>> START RECORDS SHOWN
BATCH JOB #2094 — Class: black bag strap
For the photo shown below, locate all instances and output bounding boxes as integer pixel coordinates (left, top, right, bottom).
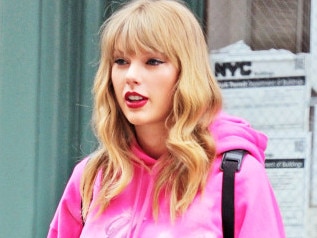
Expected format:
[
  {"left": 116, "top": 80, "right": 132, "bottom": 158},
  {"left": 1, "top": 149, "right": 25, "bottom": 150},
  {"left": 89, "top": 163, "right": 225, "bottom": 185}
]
[{"left": 221, "top": 150, "right": 246, "bottom": 238}]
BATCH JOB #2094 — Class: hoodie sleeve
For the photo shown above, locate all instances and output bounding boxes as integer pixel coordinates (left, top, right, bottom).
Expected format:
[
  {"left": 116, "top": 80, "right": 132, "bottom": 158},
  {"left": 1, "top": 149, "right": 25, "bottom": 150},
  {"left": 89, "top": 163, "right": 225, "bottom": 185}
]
[
  {"left": 235, "top": 155, "right": 285, "bottom": 238},
  {"left": 47, "top": 159, "right": 86, "bottom": 238}
]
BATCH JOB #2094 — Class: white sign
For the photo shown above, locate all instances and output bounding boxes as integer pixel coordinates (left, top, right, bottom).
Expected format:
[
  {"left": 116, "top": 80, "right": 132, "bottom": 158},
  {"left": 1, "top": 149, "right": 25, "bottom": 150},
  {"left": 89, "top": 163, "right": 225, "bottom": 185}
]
[{"left": 265, "top": 132, "right": 311, "bottom": 238}]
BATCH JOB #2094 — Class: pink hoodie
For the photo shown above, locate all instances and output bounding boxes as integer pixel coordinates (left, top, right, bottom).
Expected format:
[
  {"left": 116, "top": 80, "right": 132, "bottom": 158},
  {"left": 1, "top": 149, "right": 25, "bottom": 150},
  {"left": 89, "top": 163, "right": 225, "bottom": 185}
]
[{"left": 48, "top": 114, "right": 285, "bottom": 238}]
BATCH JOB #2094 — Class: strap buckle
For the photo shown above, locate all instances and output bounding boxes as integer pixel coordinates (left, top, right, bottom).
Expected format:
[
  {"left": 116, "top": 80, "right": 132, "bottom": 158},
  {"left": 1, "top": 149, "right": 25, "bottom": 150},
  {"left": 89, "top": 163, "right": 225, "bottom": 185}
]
[{"left": 220, "top": 150, "right": 246, "bottom": 171}]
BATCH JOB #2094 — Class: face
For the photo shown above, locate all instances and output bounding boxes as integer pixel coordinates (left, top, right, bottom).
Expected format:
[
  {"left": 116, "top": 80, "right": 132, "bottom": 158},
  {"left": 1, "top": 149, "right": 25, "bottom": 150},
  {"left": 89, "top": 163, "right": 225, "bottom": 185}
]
>> END RECORDS SHOWN
**EXERCISE AIM:** Gather every line in the entries above that contains the string "Class", treating uppercase and lowercase letters as different.

**WRITTEN SOLUTION:**
BATCH JOB #2094 — Class: black bag strap
BATCH JOB #2094 — Class: hoodie sleeve
BATCH JOB #2094 — Class: white sign
BATCH JOB #2094 — Class: pink hoodie
BATCH JOB #2094 — Class: strap buckle
BATCH JOB #2094 — Class: face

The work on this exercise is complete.